Search the data for the string "navy" and copy each line where it turns up.

▶ **DATA FOR PROCESSING**
------

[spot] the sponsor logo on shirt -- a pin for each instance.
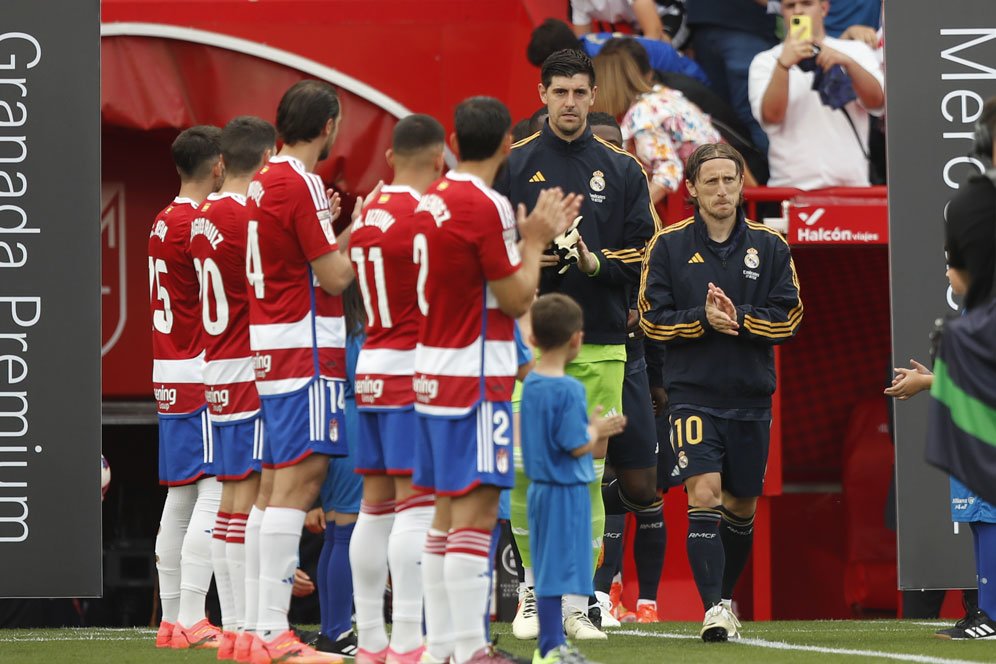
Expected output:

------

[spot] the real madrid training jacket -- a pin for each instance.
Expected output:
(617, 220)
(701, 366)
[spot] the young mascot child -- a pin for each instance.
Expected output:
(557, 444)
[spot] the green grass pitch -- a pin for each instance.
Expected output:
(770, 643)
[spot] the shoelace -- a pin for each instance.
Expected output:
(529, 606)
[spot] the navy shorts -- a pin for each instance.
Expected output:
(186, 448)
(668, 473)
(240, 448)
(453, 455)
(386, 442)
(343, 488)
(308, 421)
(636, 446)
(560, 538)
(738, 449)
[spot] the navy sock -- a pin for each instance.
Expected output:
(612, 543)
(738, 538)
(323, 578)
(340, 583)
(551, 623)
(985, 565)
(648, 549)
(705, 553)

------

▶ **TASK RESPONSE**
[spot] the navy shorts -- a pin for each instance.
[spot] the navy sock -- a pin for each instance.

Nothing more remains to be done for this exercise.